Instructions for the task:
Rewrite the lines from the line with "Trace the outline of every instance of the athletic" to the line with "221 208 L 224", changing "athletic shorts" to "running shorts" and keeping everything else the same.
⟨
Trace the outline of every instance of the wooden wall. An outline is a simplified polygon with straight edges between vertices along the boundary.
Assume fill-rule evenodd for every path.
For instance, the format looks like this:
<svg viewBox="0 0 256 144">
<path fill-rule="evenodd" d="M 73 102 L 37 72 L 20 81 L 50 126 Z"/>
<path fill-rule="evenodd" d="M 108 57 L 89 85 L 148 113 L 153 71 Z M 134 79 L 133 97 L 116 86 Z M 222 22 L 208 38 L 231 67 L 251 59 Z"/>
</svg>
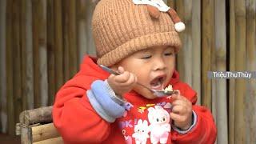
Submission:
<svg viewBox="0 0 256 144">
<path fill-rule="evenodd" d="M 177 68 L 211 110 L 217 143 L 256 142 L 256 79 L 208 71 L 256 71 L 256 0 L 168 0 L 186 23 Z M 24 110 L 53 104 L 59 87 L 95 54 L 88 0 L 0 0 L 0 131 Z"/>
</svg>

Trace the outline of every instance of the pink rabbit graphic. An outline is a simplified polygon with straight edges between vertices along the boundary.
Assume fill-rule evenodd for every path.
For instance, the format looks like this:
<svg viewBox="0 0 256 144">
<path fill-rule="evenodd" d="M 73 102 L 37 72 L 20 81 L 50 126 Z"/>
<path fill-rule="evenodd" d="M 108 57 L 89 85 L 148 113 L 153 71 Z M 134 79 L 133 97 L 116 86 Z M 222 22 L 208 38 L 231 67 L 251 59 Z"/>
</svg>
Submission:
<svg viewBox="0 0 256 144">
<path fill-rule="evenodd" d="M 146 120 L 142 122 L 142 119 L 138 121 L 138 124 L 134 126 L 134 133 L 132 137 L 135 138 L 136 144 L 146 144 L 146 139 L 150 138 L 149 126 Z"/>
<path fill-rule="evenodd" d="M 148 109 L 151 143 L 166 143 L 170 132 L 170 115 L 161 106 Z"/>
</svg>

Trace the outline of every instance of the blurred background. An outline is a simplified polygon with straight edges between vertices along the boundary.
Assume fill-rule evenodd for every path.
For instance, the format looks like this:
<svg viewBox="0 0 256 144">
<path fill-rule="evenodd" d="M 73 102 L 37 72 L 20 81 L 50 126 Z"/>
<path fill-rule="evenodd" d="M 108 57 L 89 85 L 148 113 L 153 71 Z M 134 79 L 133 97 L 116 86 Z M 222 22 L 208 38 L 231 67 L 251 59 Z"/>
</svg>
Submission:
<svg viewBox="0 0 256 144">
<path fill-rule="evenodd" d="M 256 142 L 256 79 L 209 79 L 208 71 L 256 71 L 256 0 L 166 0 L 186 26 L 177 69 L 213 113 L 216 143 Z M 54 94 L 95 55 L 90 0 L 0 0 L 0 133 Z M 12 137 L 11 137 L 12 138 Z"/>
</svg>

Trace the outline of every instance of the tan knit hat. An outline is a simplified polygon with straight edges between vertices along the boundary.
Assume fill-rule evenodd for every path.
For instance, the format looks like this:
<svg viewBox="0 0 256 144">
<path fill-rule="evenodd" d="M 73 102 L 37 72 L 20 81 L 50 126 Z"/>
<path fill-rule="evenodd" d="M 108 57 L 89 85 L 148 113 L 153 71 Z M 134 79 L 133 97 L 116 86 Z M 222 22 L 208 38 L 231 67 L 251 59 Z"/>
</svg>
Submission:
<svg viewBox="0 0 256 144">
<path fill-rule="evenodd" d="M 140 50 L 170 46 L 178 52 L 181 42 L 170 14 L 152 17 L 146 5 L 134 0 L 101 0 L 92 18 L 98 64 L 112 66 Z M 151 16 L 150 16 L 151 15 Z"/>
</svg>

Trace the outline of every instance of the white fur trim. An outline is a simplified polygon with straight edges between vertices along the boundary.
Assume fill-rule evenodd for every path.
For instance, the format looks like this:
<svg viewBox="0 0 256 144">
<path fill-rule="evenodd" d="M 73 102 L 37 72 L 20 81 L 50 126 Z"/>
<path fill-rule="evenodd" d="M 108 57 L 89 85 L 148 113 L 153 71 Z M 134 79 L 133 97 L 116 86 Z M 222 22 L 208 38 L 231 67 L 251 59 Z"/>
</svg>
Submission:
<svg viewBox="0 0 256 144">
<path fill-rule="evenodd" d="M 135 5 L 150 5 L 162 12 L 166 12 L 170 9 L 170 7 L 162 0 L 133 0 L 133 2 Z"/>
</svg>

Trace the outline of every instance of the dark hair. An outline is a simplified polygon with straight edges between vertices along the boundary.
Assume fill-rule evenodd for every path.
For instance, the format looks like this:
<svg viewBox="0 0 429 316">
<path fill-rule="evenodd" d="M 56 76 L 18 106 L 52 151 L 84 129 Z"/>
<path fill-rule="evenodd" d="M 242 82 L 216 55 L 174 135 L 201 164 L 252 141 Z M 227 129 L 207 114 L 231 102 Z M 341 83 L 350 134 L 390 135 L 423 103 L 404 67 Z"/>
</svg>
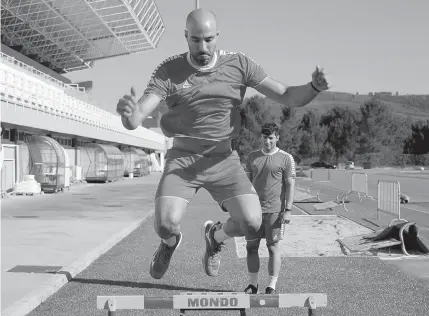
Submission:
<svg viewBox="0 0 429 316">
<path fill-rule="evenodd" d="M 265 136 L 270 136 L 271 134 L 279 135 L 279 127 L 276 123 L 266 123 L 262 125 L 261 134 Z"/>
</svg>

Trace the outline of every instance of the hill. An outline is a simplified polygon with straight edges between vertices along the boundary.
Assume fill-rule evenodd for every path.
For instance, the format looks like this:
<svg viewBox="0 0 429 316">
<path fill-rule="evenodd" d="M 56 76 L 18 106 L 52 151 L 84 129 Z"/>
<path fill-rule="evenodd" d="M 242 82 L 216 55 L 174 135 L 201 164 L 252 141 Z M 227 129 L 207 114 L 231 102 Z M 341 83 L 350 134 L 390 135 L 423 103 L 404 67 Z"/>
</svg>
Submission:
<svg viewBox="0 0 429 316">
<path fill-rule="evenodd" d="M 301 117 L 308 109 L 313 109 L 323 114 L 335 106 L 359 110 L 360 106 L 371 98 L 375 98 L 388 105 L 394 115 L 409 118 L 412 121 L 429 120 L 429 96 L 369 96 L 331 91 L 322 92 L 310 104 L 303 108 L 298 108 L 296 115 L 297 117 Z M 268 100 L 266 102 L 269 104 L 275 103 Z M 278 112 L 277 109 L 273 109 L 273 111 L 275 113 Z"/>
</svg>

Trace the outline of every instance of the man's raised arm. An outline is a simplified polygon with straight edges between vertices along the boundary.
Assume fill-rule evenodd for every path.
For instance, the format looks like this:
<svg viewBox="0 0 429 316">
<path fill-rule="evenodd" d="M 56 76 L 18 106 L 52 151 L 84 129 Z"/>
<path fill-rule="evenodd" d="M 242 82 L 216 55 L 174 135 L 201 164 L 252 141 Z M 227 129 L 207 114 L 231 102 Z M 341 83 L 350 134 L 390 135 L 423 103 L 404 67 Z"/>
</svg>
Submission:
<svg viewBox="0 0 429 316">
<path fill-rule="evenodd" d="M 330 88 L 323 68 L 316 67 L 312 81 L 302 86 L 287 87 L 270 77 L 254 87 L 258 92 L 283 105 L 301 107 L 310 103 L 320 92 Z"/>
<path fill-rule="evenodd" d="M 121 115 L 122 125 L 133 130 L 158 107 L 161 98 L 155 94 L 144 94 L 139 100 L 136 98 L 134 88 L 131 95 L 124 95 L 118 102 L 116 111 Z"/>
</svg>

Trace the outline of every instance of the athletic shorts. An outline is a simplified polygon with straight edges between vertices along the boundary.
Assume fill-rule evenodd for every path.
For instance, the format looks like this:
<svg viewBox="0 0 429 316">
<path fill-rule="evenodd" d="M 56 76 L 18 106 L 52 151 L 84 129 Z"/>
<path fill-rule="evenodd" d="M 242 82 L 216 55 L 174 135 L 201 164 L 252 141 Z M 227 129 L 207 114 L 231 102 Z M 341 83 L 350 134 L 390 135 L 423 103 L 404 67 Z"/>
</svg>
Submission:
<svg viewBox="0 0 429 316">
<path fill-rule="evenodd" d="M 221 208 L 224 201 L 233 197 L 257 196 L 237 152 L 229 151 L 213 156 L 188 154 L 167 158 L 155 199 L 177 197 L 190 202 L 200 188 L 206 189 Z"/>
<path fill-rule="evenodd" d="M 279 213 L 262 213 L 261 228 L 254 236 L 246 237 L 246 240 L 252 241 L 265 238 L 267 242 L 277 242 L 274 241 L 275 237 L 279 236 L 281 232 L 281 224 L 278 217 Z M 280 239 L 283 239 L 283 236 Z"/>
</svg>

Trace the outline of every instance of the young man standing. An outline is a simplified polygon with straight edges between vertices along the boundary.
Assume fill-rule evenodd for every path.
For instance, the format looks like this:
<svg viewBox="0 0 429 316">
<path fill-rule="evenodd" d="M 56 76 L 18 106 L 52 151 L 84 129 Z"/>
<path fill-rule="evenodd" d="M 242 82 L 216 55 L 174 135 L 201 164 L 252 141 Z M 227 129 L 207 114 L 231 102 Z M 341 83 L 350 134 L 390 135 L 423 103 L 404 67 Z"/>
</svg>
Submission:
<svg viewBox="0 0 429 316">
<path fill-rule="evenodd" d="M 249 154 L 247 172 L 258 193 L 262 206 L 262 225 L 258 233 L 246 237 L 249 285 L 247 294 L 258 293 L 259 244 L 267 241 L 270 283 L 266 294 L 275 293 L 281 267 L 281 248 L 284 225 L 289 223 L 295 187 L 295 161 L 292 155 L 279 149 L 279 127 L 275 123 L 262 126 L 263 148 Z"/>
<path fill-rule="evenodd" d="M 216 48 L 219 27 L 213 12 L 198 9 L 186 20 L 189 51 L 172 56 L 153 72 L 141 98 L 134 89 L 118 101 L 122 124 L 136 129 L 165 100 L 168 112 L 162 132 L 174 138 L 155 196 L 155 231 L 160 238 L 150 275 L 161 279 L 182 241 L 180 223 L 188 203 L 205 188 L 230 217 L 223 223 L 204 223 L 206 247 L 202 263 L 208 276 L 217 276 L 224 241 L 254 235 L 261 226 L 261 206 L 252 184 L 231 148 L 240 131 L 238 106 L 247 88 L 254 88 L 284 105 L 301 107 L 329 89 L 323 68 L 311 81 L 286 86 L 242 53 Z M 213 216 L 215 216 L 213 214 Z"/>
</svg>

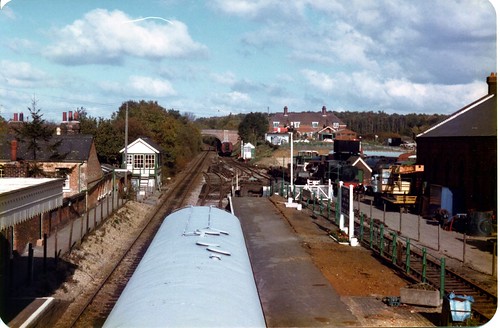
⟩
Result of this task:
Trace the outline of every instance of the running shorts. An outline is a simplified polygon with straight edges between vertices along the boundary.
Assume fill-rule evenodd for every path.
For instance, the format looks like this:
<svg viewBox="0 0 429 316">
<path fill-rule="evenodd" d="M 56 76 L 18 106 L 52 151 L 84 129 Z"/>
<path fill-rule="evenodd" d="M 242 82 L 216 55 L 174 135 L 201 164 L 252 141 Z M 227 129 L 207 114 L 231 102 Z M 341 83 L 350 134 L 390 135 L 423 103 L 404 67 Z"/>
</svg>
Submission:
<svg viewBox="0 0 429 316">
<path fill-rule="evenodd" d="M 221 208 L 224 201 L 233 197 L 257 196 L 237 152 L 229 151 L 213 156 L 188 154 L 167 158 L 155 199 L 177 197 L 190 202 L 200 188 L 206 189 Z"/>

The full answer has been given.